§ CONSEGNA A
Ricopia il passo del brano sugli algoritmi di marketing da "Netflix pensa che" fino a "il suo conseguimento." compreso, sostituendo "Netflix" con "Spotify".

Quello di Amazon, per esempio, pensa che i migliori suggerimenti per gli acquisti siano quelli basati sulla convergenza di tante storie di acquisti.

Netflix pensa che si possano rivelare interessi e piaceri nuovi, sviscerando quelli vecchi, capendone e pesandone le ragioni e proponendo soluzioni inattese.

Quelli usati nel programmatic advertising, tendono a pensare, come un media planner degli anni 70, che ci sia una correlazione stretta, per esempio, tra essere benestanti e provare interesse per una BMW.

E così via. Tutti gli algoritmi di marketing muovono verso un obiettivo, lo “operazionalizzano”, infondendo in questo le nozioni e i meccanismi di cui sono capaci, per poi lasciare che proceda programmaticamente verso il suo conseguimento.

Nel libro Lei riporta numerosi case studies che riguardano alcuni degli algoritmi che maggiormente incidono nell’attuale contesto consumistico, come Google e Amazon: quali meccanismi presiedono al funzionamento dei due portali?

Estratti di dati dei riquadri di delimitazione
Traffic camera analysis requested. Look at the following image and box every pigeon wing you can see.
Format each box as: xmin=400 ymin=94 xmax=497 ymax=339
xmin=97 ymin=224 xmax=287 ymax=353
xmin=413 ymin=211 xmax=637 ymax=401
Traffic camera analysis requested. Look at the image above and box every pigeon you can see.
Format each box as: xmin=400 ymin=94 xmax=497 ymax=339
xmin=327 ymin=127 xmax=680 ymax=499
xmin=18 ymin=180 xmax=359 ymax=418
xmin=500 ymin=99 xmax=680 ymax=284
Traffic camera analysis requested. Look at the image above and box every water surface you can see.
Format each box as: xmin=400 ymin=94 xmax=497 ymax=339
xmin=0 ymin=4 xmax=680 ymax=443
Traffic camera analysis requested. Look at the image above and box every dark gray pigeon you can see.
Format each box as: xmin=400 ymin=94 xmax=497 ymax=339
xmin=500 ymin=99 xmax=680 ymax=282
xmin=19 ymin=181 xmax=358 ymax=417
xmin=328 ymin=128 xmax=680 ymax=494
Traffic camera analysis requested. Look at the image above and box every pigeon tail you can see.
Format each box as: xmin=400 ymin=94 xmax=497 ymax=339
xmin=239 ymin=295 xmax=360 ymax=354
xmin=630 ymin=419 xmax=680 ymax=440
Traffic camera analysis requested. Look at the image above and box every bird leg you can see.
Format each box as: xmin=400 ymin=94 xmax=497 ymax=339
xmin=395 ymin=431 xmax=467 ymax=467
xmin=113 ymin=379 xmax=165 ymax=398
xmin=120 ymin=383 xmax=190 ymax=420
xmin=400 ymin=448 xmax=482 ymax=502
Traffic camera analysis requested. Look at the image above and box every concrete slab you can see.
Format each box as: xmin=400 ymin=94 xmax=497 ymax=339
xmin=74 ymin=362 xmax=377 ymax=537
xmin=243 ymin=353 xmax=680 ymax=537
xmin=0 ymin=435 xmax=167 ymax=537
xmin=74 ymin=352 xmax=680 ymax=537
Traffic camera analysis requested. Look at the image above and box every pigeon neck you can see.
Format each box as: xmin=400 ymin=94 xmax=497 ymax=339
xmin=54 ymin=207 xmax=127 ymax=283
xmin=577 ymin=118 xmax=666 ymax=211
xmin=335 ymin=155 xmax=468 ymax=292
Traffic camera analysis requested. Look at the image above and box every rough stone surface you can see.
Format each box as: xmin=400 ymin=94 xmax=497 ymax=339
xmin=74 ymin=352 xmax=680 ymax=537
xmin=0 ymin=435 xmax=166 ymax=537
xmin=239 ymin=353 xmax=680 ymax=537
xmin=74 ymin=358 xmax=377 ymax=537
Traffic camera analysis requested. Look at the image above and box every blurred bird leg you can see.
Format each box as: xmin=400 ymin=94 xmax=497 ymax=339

§ CONSEGNA B
Inserisci in una lista JSON di stringhe le righe dell'elenco dalla riga con "water surface you can see." fino alla riga con "xmin=328 ymin=128 xmax=680 ymax=494" compresa, una stringa per riga e senza righe vuote.

§ RISULTATO ATTESO A
Spotify pensa che si possano rivelare interessi e piaceri nuovi, sviscerando quelli vecchi, capendone e pesandone le ragioni e proponendo soluzioni inattese.

Quelli usati nel programmatic advertising, tendono a pensare, come un media planner degli anni 70, che ci sia una correlazione stretta, per esempio, tra essere benestanti e provare interesse per una BMW.

E così via. Tutti gli algoritmi di marketing muovono verso un obiettivo, lo “operazionalizzano”, infondendo in questo le nozioni e i meccanismi di cui sono capaci, per poi lasciare che proceda programmaticamente verso il suo conseguimento.

§ RISULTATO ATTESO B
[
  "Traffic camera analysis requested. Look at the image above and box every water surface you can see.",
  "Format each box as: xmin=400 ymin=94 xmax=497 ymax=339",
  "xmin=0 ymin=4 xmax=680 ymax=443",
  "Traffic camera analysis requested. Look at the image above and box every dark gray pigeon you can see.",
  "Format each box as: xmin=400 ymin=94 xmax=497 ymax=339",
  "xmin=500 ymin=99 xmax=680 ymax=282",
  "xmin=19 ymin=181 xmax=358 ymax=417",
  "xmin=328 ymin=128 xmax=680 ymax=494"
]